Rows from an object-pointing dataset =

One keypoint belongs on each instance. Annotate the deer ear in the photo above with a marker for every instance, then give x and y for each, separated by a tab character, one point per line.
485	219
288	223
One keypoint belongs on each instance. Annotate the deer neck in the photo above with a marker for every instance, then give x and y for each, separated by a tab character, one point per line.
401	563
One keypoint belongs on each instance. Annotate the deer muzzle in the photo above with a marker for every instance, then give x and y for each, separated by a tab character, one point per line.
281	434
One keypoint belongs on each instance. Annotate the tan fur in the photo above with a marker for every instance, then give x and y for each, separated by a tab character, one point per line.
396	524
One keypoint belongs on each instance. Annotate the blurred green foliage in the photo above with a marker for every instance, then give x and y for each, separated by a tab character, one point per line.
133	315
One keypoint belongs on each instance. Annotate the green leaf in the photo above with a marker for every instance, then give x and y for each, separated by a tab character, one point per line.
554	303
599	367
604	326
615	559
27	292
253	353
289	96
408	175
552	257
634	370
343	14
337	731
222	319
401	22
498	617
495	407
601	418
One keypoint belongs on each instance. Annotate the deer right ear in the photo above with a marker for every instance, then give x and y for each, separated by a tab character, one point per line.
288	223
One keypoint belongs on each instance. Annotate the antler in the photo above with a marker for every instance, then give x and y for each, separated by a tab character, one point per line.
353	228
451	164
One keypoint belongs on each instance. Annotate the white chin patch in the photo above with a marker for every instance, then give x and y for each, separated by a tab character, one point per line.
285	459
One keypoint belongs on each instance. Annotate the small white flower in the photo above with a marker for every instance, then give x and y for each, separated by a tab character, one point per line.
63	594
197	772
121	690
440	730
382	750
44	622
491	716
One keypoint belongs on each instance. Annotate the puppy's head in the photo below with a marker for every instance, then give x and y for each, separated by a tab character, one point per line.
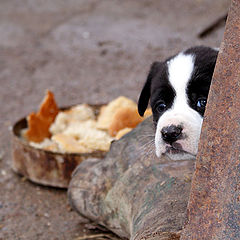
178	89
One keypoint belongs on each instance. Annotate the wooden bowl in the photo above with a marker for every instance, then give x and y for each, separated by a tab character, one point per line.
42	166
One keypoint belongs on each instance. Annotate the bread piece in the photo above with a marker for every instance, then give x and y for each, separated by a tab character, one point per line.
46	144
77	113
83	137
107	112
39	123
67	143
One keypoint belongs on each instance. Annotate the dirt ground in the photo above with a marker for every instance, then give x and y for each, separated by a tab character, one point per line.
84	51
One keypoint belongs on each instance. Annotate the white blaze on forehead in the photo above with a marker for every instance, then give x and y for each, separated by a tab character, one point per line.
180	70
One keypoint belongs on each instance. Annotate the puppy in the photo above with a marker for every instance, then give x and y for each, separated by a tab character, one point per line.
178	89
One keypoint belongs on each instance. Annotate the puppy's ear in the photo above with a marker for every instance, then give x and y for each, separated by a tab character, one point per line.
146	91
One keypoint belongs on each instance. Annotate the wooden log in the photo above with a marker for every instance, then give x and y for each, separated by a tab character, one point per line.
131	192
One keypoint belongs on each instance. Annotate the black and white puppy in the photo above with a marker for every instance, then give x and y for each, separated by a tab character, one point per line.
178	90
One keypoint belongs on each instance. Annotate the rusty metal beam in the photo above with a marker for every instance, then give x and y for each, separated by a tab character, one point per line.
214	204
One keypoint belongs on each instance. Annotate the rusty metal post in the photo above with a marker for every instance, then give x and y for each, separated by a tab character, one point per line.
214	204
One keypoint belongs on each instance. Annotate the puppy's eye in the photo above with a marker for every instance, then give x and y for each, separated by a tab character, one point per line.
161	106
201	104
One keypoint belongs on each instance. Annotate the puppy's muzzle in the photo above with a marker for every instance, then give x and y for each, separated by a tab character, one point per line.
171	134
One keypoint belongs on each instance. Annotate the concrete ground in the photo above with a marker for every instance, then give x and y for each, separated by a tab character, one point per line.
84	51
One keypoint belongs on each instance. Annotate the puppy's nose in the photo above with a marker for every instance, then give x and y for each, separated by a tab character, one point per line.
171	133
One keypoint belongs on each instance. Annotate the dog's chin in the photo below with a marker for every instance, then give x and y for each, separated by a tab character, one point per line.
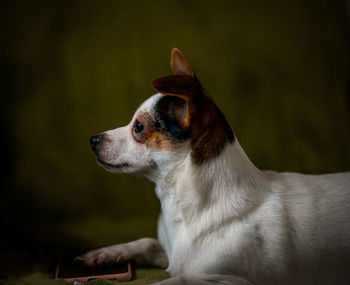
118	167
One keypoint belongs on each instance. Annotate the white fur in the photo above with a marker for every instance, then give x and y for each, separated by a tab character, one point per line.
227	220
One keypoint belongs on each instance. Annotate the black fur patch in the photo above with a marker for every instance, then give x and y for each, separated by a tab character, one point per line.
169	113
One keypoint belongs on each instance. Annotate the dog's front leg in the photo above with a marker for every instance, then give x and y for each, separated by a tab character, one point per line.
146	251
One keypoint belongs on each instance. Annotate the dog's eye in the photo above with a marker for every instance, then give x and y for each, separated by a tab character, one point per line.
138	127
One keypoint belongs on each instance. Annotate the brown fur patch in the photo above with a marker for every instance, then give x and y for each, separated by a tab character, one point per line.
208	128
151	136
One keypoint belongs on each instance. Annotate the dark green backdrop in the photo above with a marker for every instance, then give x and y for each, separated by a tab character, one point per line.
70	69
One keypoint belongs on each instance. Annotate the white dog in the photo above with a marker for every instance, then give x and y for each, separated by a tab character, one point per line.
223	220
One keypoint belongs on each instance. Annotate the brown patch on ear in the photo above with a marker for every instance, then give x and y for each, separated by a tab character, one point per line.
179	64
208	129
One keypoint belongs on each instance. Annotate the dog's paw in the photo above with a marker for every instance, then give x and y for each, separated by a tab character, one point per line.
106	255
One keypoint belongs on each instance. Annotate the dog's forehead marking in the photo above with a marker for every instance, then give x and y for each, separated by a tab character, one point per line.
149	104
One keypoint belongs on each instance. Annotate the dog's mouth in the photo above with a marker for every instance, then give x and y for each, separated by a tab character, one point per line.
112	166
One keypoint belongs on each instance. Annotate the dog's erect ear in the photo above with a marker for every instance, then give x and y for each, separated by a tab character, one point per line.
196	115
179	64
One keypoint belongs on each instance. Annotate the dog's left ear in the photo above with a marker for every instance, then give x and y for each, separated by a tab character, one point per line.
179	64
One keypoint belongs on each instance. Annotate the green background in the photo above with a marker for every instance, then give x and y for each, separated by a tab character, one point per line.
69	69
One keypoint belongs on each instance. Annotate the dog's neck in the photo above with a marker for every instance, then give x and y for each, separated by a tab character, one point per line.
230	180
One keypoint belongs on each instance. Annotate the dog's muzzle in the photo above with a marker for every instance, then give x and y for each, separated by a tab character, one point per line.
94	141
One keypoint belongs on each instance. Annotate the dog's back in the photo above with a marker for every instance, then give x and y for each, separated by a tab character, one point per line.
317	215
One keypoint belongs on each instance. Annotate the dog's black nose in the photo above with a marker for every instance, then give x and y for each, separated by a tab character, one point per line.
94	141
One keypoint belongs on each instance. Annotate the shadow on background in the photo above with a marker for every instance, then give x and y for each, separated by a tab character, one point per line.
71	69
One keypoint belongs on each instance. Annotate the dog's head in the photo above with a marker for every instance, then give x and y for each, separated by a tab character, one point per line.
180	121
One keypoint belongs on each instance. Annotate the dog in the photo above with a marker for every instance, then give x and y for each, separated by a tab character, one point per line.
222	219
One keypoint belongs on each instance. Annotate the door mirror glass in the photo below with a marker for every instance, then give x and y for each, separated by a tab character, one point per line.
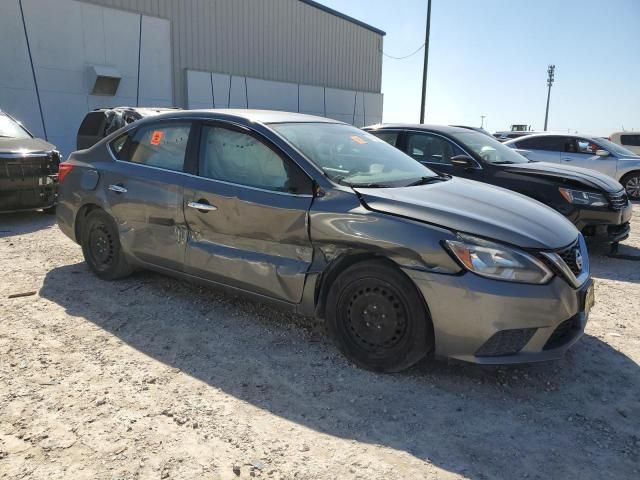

Short task = Pick out each line above that contains the word "bread", and copy every such line.

Output for this task =
One keypoint belongs on each instance. Annotate the bread piece in the photo above with a marker for every instance, then give x and y for each, separated by a tab character, one point per line.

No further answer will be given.